Point labeling examples:
--- START ---
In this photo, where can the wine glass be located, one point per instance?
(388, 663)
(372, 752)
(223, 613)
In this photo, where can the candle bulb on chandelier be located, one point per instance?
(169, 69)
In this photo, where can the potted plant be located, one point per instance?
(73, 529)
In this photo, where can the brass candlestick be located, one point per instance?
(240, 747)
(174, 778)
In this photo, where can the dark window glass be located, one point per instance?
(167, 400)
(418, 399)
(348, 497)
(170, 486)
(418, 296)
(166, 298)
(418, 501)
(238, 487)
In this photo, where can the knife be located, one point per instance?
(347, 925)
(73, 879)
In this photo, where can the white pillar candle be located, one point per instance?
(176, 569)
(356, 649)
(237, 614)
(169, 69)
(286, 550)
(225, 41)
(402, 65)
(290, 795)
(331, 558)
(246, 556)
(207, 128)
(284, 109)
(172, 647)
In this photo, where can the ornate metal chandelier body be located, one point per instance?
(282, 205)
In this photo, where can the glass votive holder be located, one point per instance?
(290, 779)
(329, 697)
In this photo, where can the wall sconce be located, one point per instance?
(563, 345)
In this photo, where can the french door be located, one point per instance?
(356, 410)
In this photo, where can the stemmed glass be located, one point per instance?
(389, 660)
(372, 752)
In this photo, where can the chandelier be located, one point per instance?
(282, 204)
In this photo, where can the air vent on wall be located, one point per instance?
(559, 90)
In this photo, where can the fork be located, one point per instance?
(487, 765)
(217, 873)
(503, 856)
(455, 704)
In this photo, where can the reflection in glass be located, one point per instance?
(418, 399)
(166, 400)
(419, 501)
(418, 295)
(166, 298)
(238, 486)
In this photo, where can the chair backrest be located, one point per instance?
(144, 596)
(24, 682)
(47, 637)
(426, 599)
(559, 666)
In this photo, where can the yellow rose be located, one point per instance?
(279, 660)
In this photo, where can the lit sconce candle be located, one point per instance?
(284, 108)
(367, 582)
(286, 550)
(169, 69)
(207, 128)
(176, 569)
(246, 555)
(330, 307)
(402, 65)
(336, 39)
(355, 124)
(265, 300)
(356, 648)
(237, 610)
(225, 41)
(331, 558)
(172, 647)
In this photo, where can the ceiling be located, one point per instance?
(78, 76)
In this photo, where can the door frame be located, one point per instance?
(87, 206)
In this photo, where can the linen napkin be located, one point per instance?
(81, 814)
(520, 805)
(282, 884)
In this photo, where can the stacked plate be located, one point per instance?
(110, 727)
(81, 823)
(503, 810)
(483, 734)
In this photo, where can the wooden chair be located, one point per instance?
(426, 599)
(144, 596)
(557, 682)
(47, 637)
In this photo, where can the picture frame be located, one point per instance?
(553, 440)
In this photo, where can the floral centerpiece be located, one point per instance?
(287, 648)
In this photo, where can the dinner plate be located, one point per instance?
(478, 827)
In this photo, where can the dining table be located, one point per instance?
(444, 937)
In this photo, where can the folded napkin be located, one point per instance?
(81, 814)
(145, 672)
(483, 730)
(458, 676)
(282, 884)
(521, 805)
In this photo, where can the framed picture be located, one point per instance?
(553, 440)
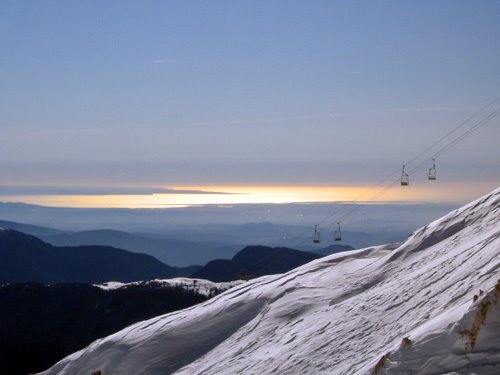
--- END ---
▶ Goal
Select every line in the data above that contains the word "plate".

▶ Result of this exercise
In this photo, where can the stacked plate be located, one point per instance?
In this photo, where can the dinner plate be located, one point per instance?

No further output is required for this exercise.